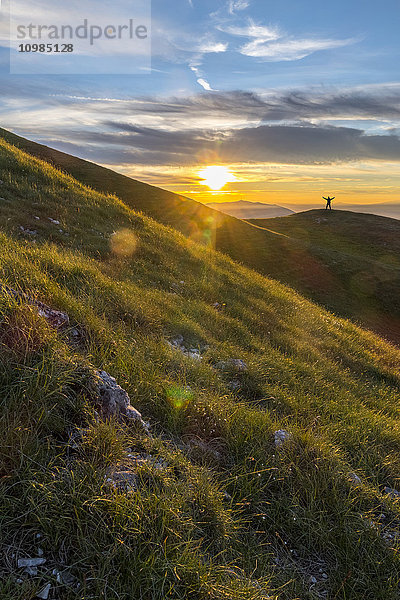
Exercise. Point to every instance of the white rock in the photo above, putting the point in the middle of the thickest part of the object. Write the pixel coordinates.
(115, 400)
(30, 562)
(354, 479)
(232, 364)
(44, 593)
(392, 492)
(281, 436)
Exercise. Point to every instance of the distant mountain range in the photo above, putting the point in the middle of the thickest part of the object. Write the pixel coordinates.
(242, 209)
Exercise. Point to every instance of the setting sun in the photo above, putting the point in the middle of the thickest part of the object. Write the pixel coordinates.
(215, 177)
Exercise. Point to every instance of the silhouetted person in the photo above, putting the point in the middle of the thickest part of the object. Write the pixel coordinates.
(328, 202)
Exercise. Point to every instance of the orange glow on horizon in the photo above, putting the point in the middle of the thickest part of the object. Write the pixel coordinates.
(216, 177)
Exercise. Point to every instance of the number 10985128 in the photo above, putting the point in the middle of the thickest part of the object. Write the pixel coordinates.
(46, 48)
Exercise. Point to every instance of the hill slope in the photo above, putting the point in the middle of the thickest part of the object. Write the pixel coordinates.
(243, 209)
(350, 285)
(349, 262)
(216, 501)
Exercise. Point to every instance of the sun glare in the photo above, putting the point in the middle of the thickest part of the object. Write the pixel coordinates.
(215, 177)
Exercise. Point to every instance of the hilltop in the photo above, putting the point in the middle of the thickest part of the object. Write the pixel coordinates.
(347, 261)
(243, 209)
(363, 287)
(265, 460)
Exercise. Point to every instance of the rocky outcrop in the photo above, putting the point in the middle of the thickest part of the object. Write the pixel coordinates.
(115, 401)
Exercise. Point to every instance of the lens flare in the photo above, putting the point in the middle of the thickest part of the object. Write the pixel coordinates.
(215, 177)
(123, 243)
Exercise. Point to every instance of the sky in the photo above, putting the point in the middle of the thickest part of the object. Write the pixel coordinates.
(295, 99)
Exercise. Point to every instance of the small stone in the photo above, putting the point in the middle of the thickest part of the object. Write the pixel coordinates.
(125, 481)
(115, 400)
(391, 492)
(281, 436)
(177, 341)
(30, 562)
(233, 385)
(44, 592)
(354, 479)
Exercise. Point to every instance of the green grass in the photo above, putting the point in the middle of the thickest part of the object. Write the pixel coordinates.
(347, 261)
(228, 516)
(349, 264)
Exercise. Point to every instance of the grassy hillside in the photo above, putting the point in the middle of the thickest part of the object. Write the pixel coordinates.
(215, 509)
(349, 262)
(355, 282)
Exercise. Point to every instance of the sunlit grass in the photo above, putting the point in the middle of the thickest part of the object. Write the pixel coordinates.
(230, 516)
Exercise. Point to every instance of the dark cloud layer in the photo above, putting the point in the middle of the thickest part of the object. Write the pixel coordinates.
(285, 127)
(288, 144)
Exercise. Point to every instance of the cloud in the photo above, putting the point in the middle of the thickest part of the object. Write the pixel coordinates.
(252, 30)
(279, 144)
(271, 44)
(237, 5)
(204, 84)
(290, 49)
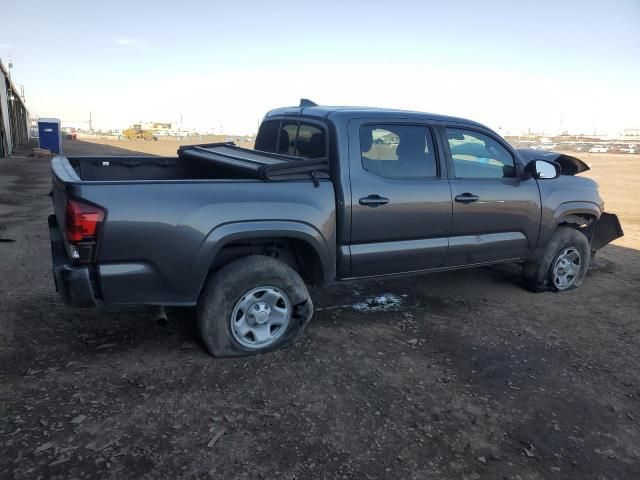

● Instruction
Please rewrite every one of the records above with "photo" changed to "image" and nothing else altered. Leave the pictures out of your answer.

● Response
Exercise. Point to every instance of the white rock in the image above, putting the point in the middle of the thickest part of the object. Write the pixel coordinates.
(115, 400)
(30, 562)
(354, 479)
(232, 364)
(44, 593)
(392, 492)
(281, 436)
Exercise. Point to every instance of the distant mountain range in the image above, putting the point in the middle of the thickest part of the object. Write the pixel coordinates.
(242, 209)
Exercise. Point to every instance of the setting sun in the image above, putting the point in the middle of the thickest part of the object. Write the pixel coordinates.
(215, 177)
Exercise. Point to every instance of the silhouetted person in the image above, putting the point in the middle of the thickest part of the object. Write the pixel coordinates.
(328, 202)
Exercise. Point to every instance of the orange glow on horizon in the image above, putting the point in the middle of the thickest part of the object. Write the pixel coordinates.
(216, 177)
Exercise. Point to every instance of the number 10985128 in the image above, putting the point in the middle of the thickest part of the object. Write the pixel coordinates.
(46, 48)
Exercise. Point to every instance of the hill slope in the image above, putting the point in the middle of the thickest part of the object. Write the pixel coordinates.
(243, 209)
(350, 285)
(349, 262)
(216, 501)
Exercise. Point to every instance of the sun glare in the image above, putting the point in the middle of the thickest part of the object. Write the pixel coordinates.
(215, 177)
Exercise. Point to every instance of the hilltop in the image above, putting the point in the middle of the thickest part of the object. Write the pixel coordinates.
(347, 261)
(243, 209)
(363, 287)
(265, 460)
Exercise. Point to every instance of the rocky outcrop in the image above, putting the point in the middle of the thickest part of the object. Write the pixel coordinates.
(115, 401)
Exercise. Point to every instance of the lens flare in the image above, putting the point in the middle of the thickest part of the object. Write the pixel coordinates.
(215, 177)
(123, 243)
Exercise. Point to every instance of the sky in the image above, putting the point in the middle of the thickest part of the object. Write the pixel coordinates.
(295, 99)
Exercise. Point to every instance of the small stone in the image above, putting the point in the middle of the thickest part of the object. Write the pixel coordinates.
(125, 481)
(115, 400)
(391, 492)
(281, 436)
(177, 341)
(30, 562)
(233, 385)
(44, 592)
(354, 479)
Exercise. Point to every instance of the green grass in the image above, putting the point in the middle of the thickest part of the object. Write the pixel coordinates.
(347, 261)
(228, 516)
(349, 264)
Exercise. Point to every instance of the grassy hillside in the image above, putting the point in the middle of the thickest part of the object. Write the pixel coordinates.
(215, 509)
(349, 262)
(355, 282)
Exercise. Point to every instance of the sunlit grass in the image above, putting the point in the middle of the thickest part of the object. Write the pixel coordinates.
(230, 516)
Exercise. Point to every instance of the dark cloud layer in the image above, putting the point in the middle of the thickest part of the object. Write the pixel coordinates.
(285, 127)
(288, 144)
Exercise. Point to every instance of the cloud in the image above, putting the point in the middle of the thickest part of the object. Write the pixel coordinates.
(252, 30)
(279, 144)
(271, 44)
(237, 5)
(204, 84)
(290, 49)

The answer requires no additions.